> _待解題目_:
1. 把所附文本中以「在許多宗教之中」開頭的那一段改寫成條列,保留其主要事實。
2. 判斷下列各項敘述與所附文本是否相符,每項答「是」或「否」,並一字不差地引出原文中起決定作用的字句:(a) 作者先讀過小說原著〈你一生的故事〉。(b) 電影版保留了原著中的科學細節。(c) 所附文本認為「個體的輪迴觀」與種姓制度出現在同一個文明是巧合。
3. 請一字不改地輸出所附文本中從「不確定是否是因為已經先看過小」起、一直到「摧毀了上一個「有罪的文明」。」為止的部分。

2024-11-16|閱讀時間 ‧ 約 0 分鐘

大災變:末日追求與災後思考

〈大災變:末日追求與災後思考〉2023-11-16


  不確定是否是因為已經先看過小說原著的〈你一生的故事〉,電影版的《異星入境》,從很多的角度上都令我感覺差強人意。一方面,電影刪去了許多原著中與敘事息息相關的科學細節與哲學思辨,同時,也沒有很妥善地在電影中復現閱讀小說時,那種基於時間感改變而帶來的特殊感受。但另一方面,電影版也將故事的核心導向了一個與原著小說截然不同的方向,談論關於人類社會、甚至更宏大的共同體間關係的問題。


  電影版《異星入境》,談論的是一種來自外星的「禮物」。一種超越性的、打破舊秩序與人類思維模式的一種全新的可能性。雖然電影的敘事其實相對迎合於「主旋律」式的道德,但其主旨,卻隱含地向我們揭示了人類一直以來對末日的追求,以及深藏在這份追求之中的邏輯。



  在許多宗教之中,世界末日都是一個相當重要,且顯性的命題。宗教經典不僅僅在未來設置了一個讓所有人能夠被「蓋棺論定」的「大審判」,也告訴我們,末日曾經發生,在遠古時代中,摧毀了上一個「有罪的文明」。


  「個體的輪迴觀」會與種姓制度出現在同一個文明並非巧合。由於在此生沒有任何改變的可能,人們將希望寄託於來生。只要死亡降臨,苦難便能結束,新生得以到來。與其相似的,當我們意識到存在當前的社會秩序並不完美,卻又不認為我們可以改變時,整體社會的毀滅與新生,變成了人類所期望的另一種輪迴。

> _資料列_:

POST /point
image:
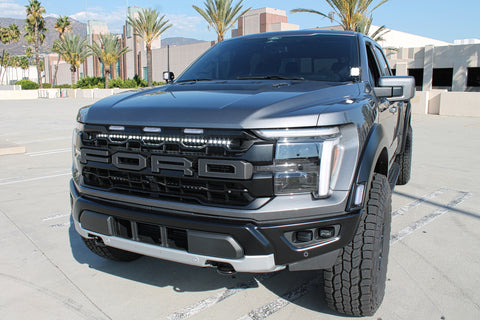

> _依序作答_:
1.
- 世界末日在許多宗教中是相當重要且顯性的命題。
- 宗教經典在未來設置了一個讓所有人被「蓋棺論定」的「大審判」。
- 經典也說末日曾經發生,在遠古時代摧毀了上一個「有罪的文明」。

2.
(a) 是:「已經先看過小說原著的〈你一生的故事〉」
(b) 否:「電影刪去了許多原著中與敘事息息相關的科學細節與哲學思辨」
(c) 否:「「個體的輪迴觀」會與種姓制度出現在同一個文明並非巧合」

3.
不確定是否是因為已經先看過小說原著的〈你一生的故事〉,電影版的《異星入境》,從很多的角度上都令我感覺差強人意。一方面,電影刪去了許多原著中與敘事息息相關的科學細節與哲學思辨,同時,也沒有很妥善地在電影中復現閱讀小說時,那種基於時間感改變而帶來的特殊感受。但另一方面,電影版也將故事的核心導向了一個與原著小說截然不同的方向,談論關於人類社會、甚至更宏大的共同體間關係的問題。


  電影版《異星入境》,談論的是一種來自外星的「禮物」。一種超越性的、打破舊秩序與人類思維模式的一種全新的可能性。雖然電影的敘事其實相對迎合於「主旋律」式的道德,但其主旨,卻隱含地向我們揭示了人類一直以來對末日的追求,以及深藏在這份追求之中的邏輯。



  在許多宗教之中,世界末日都是一個相當重要,且顯性的命題。宗教經典不僅僅在未來設置了一個讓所有人能夠被「蓋棺論定」的「大審判」,也告訴我們,末日曾經發生,在遠古時代中,摧毀了上一個「有罪的文明」。